Es gibt viele Abweichungen vom statistischen Durchschnitt, die keine Krankheiten sind – zum Beispiel schwanger oder sehr muskulös zu sein
Doch was genau verbirgt sich dann hinter dem Wort »krank«? Wenn uns unser Gefühl in diesem Fall trügen kann, wäre eine naheliegende Annahme, dass sich Krankheit vielleicht ausschließlich über prüfbare und messbare Zustände definieren lässt. So funktioniert Medizin, wie wir sie aus Alltag und Medien kennen: Beobachtungen (eine sichtbare Schwellung im Rachen oder Bakterien unter dem Mikroskop) und Messungen (Fieber, Blutdruck) liefern Daten, auf deren Basis Ärzte eine Diagnose stellen. So ist es möglich, dass man sich nicht nur krank fühlen kann, ohne krank zu sein, sondern auch krank sein kann, ohne sich krank zu fühlen. Bekanntlich haben schon Menschen erst in der Arztpraxis aus heiterem Himmel erfahren, dass sie an einer schweren Krankheit leiden.
Nun sind aber nicht alle Beobachtungen, die man am menschlichen Körper machen kann, Zeichen einer Krankheit. Dazu muss schon etwas beobachtet werden, das einer Abweichung von einem gewissen Normalzustand entspricht. Doch was heißt schon normal? Es gibt viele Abweichungen vom statistischen Durchschnitt, die keine Krankheiten sind – zum Beispiel schwanger oder sehr muskulös zu sein. Damit eine Abweichung das Kriterium »Krankheit« erfüllt, muss sie also offenbar in irgendeiner Hinsicht negativ sein.
Mehr als eine "technische Störung"

------------------------------

*IHRE AUFGABE*.
1. Beantworten Sie anhand des Textauszugs folgende Fragen:
(a) Welche zwei Messungen werden als Beispiele genannt?
(b) Welche zwei Beispiele werden für Abweichungen vom statistischen Durchschnitt angeführt, die keine Krankheiten sind?
(c) Wo haben manche Menschen laut Text aus heiterem Himmel erfahren, dass sie an einer schweren Krankheit leiden?
2. Geben Sie den Abschnitt des Textauszugs wortgetreu wieder, der mit den Worten beginnt, die „Nun sind aber“ enthalten, und mit „Hinsicht negativ sein.“ schließt.
Stützen Sie sich dabei ausschließlich auf den Textauszug.

*DATENAUSZUG*.
------------------------------

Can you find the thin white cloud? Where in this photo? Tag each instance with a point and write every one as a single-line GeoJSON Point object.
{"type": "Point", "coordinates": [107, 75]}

------------------------------

*DIE LÖSUNGEN*.
1.
(a) Fieber und Blutdruck
(b) Schwanger oder sehr muskulös zu sein
(c) In der Arztpraxis

2.
Nun sind aber nicht alle Beobachtungen, die man am menschlichen Körper machen kann, Zeichen einer Krankheit. Dazu muss schon etwas beobachtet werden, das einer Abweichung von einem gewissen Normalzustand entspricht. Doch was heißt schon normal? Es gibt viele Abweichungen vom statistischen Durchschnitt, die keine Krankheiten sind – zum Beispiel schwanger oder sehr muskulös zu sein. Damit eine Abweichung das Kriterium »Krankheit« erfüllt, muss sie also offenbar in irgendeiner Hinsicht negativ sein.